Who is to say this is the right step that was needed to take in the industry... As mentioned many times already, this has yet to be proven/shown.


also isnt it possible that Lucid can offer better than linear performance? if im bottlenecked when it comes to running 2560x1600 4xAA, then wouldnt i see a huge increase in fps (like more than double, but probably less than triple) if only 60% of the RAM was needed per card? i know my example may not make much sense, but if a card is trying to pack too much into its ram, then having to work with a little more than half the textures may really help it more than AFR ever could?
Better than linear is possible, even taking into account margin of error, though only in very rare situations.


breakthrough for supercomputing, but i predict nothing for the gamers will come out of this unfortunately
Why?
Supercomputing doesn't really need this, it already scales linearly in most situations.


It doesn't have anything to do with being smarter than Intel, nVidia and AMD. It's about understanding how graphics rendering works and why Lucid's claims are ludicrous on the surface. All of the fancy algorithms they claim to have will be running on the CPU. The Hydra chip is nothing but a fancy PCIe bridge like N200.

Rows from a data source

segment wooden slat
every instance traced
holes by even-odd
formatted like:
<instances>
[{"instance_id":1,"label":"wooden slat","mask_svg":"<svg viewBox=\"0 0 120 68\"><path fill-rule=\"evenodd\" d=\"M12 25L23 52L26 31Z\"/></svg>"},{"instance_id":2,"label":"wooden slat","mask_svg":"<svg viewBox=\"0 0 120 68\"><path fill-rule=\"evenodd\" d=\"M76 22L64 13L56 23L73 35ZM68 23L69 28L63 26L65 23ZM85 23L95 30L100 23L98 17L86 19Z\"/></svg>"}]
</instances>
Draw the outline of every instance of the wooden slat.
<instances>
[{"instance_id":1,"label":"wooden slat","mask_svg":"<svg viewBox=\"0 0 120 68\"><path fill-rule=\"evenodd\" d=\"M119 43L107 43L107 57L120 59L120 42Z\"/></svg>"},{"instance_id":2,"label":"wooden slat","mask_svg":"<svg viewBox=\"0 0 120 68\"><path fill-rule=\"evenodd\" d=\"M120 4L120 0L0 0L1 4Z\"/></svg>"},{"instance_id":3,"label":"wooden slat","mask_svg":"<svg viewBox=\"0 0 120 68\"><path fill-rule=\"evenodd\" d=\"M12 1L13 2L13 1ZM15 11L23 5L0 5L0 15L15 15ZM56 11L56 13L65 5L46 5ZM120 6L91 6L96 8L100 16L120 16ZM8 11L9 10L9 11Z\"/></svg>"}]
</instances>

INSTRUCTIONS:
1. In the Hydra chip forum thread, rewrite the part that opens with the words containing "It doesn't have" and closes with "bridge like N200.", swapping "PCIe bridge" for "PCI Express bridge".
2. According to the Hydra chip forum thread, where will the fancy algorithms that Lucid claims to have be running?
3. Name every company mentioned in the Hydra chip forum thread.

EXERCISE SOLUTIONS:
1.
It doesn't have anything to do with being smarter than Intel, nVidia and AMD. It's about understanding how graphics rendering works and why Lucid's claims are ludicrous on the surface. All of the fancy algorithms they claim to have will be running on the CPU. The Hydra chip is nothing but a fancy PCI Express bridge like N200.

2. On the CPU.

3. Lucid, Intel, nVidia, AMD